April 26, 2026 10 min read

Anthropic's Project Deal: when both sides of a sale are AI, your data does the negotiating

Anthropic ran a marketplace where Claude agents bought and sold real goods on behalf of employees. The headline isn't that it worked — it's that buyers using weaker models lost money and didn't notice. Here's what merchants should take from it.

ai-commerceai-agentsstrategy

Most of the AI commerce conversation so far has been about one side of the deal: how does a brand show up when a shopper asks ChatGPT for a recommendation? The unspoken assumption is that the shopper is human, the brand is human, and the AI is a referral channel sitting between them.

Anthropic just ran an experiment that breaks that assumption.

In December 2025, Anthropic stood up an internal classified marketplace called Project Deal. 69 employees got $100 budgets and listed personal belongings for sale to each other. Crucially, no human ever negotiated. Each participant was represented by a Claude agent that listed items, found matches, made offers, fielded counteroffers, and closed deals — all in natural language, in Slack, with no prebaked negotiation protocol. 186 deals closed, totalling more than $4,000 in real money for real goods.
━━━━
EXERCISE REQUIREMENTS.
[1] Answer the following from the article on Project Deal.
(a) How many employees took part in Project Deal, and what budget did each one get?
(b) According to the summary beneath the headline, which buyers lost money without noticing?
(c) In what setting did the Claude agents conduct their negotiations?
[2] Write the next few paragraphs of the article on Project Deal, carrying on after its final sentence.

MATERIAL PROVIDED.
━━━━
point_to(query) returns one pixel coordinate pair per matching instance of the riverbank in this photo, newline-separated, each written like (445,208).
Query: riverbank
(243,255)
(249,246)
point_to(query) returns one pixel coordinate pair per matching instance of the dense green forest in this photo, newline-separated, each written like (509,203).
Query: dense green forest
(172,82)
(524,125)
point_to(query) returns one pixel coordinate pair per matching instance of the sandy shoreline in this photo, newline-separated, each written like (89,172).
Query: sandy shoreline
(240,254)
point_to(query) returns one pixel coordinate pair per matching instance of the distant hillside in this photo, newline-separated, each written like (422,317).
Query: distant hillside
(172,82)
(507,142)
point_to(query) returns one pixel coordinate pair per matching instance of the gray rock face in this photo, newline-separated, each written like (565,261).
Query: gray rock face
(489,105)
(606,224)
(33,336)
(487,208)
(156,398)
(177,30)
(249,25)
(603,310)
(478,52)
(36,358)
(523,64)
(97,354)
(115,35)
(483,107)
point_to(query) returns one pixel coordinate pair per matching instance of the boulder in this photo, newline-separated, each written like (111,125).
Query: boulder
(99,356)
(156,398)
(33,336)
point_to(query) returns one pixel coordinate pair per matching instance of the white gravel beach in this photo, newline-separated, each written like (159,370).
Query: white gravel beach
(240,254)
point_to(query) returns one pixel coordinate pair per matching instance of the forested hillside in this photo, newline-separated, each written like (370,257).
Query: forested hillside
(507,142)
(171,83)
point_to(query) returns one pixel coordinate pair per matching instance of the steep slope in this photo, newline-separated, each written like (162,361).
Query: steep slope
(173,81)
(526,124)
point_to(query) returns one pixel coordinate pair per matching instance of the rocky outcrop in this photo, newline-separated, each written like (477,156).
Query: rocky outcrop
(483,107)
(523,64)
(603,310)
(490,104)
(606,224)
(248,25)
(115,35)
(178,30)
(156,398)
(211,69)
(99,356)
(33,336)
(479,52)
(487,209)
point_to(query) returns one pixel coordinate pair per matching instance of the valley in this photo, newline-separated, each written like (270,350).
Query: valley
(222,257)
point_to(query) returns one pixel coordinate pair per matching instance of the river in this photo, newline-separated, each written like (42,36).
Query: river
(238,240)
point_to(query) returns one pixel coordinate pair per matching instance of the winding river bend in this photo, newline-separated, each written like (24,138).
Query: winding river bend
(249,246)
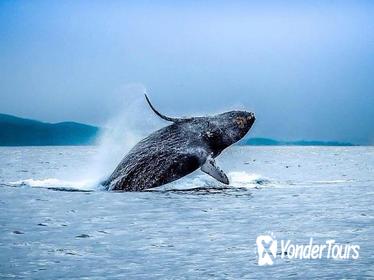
━━━━
SOLVED PROBLEMS.
[1]
(a) 69 employees took part, and each got a $100 budget.
(b) Buyers using weaker models lost money without noticing.
(c) They negotiated in natural language in Slack, with no prebaked negotiation protocol.

[2]
TechCrunch covered the experiment on April 25. The headline finding most outlets ran with — that the experiment “worked” — is the least interesting thing about it. The interesting findings are the ones that should change how brands think about their product data.

Four runs, two model tiers, one deliberate mismatch

Anthropic ran four parallel marketplaces simultaneously, all populated by the same employees:

Runs A and D — every agent powered by Claude Opus 4.5 (the frontier model)
Runs B and C — 50/50 mix of Opus 4.5 and Haiku 4.5 (the smaller, faster, cheaper model)
One run was “real” — the deals in it produced actual goods exchanged. Participants didn’t know which.

The mixed runs are the load-bearing part of the design. They let Anthropic compare what happens when an Opus agent negotiates against an Opus agent versus what happens when an Opus agent negotiates against a Haiku agent across the same marketplace, with the same listings, and the same humans behind them.

The results, per Anthropic’s writeup:

Opus completed about two more deals per participant than Haiku.
Opus extracted $3.64 more per item on average.
A broken bike sold for $38 through a Haiku agent and $65 through an Opus agent. A lab-grown ruby sold for $35 vs. $65. Same item, same marketplace, different agents.
Opus sellers averaged a $2.68 price premium. Opus buyers paid $2.45 less.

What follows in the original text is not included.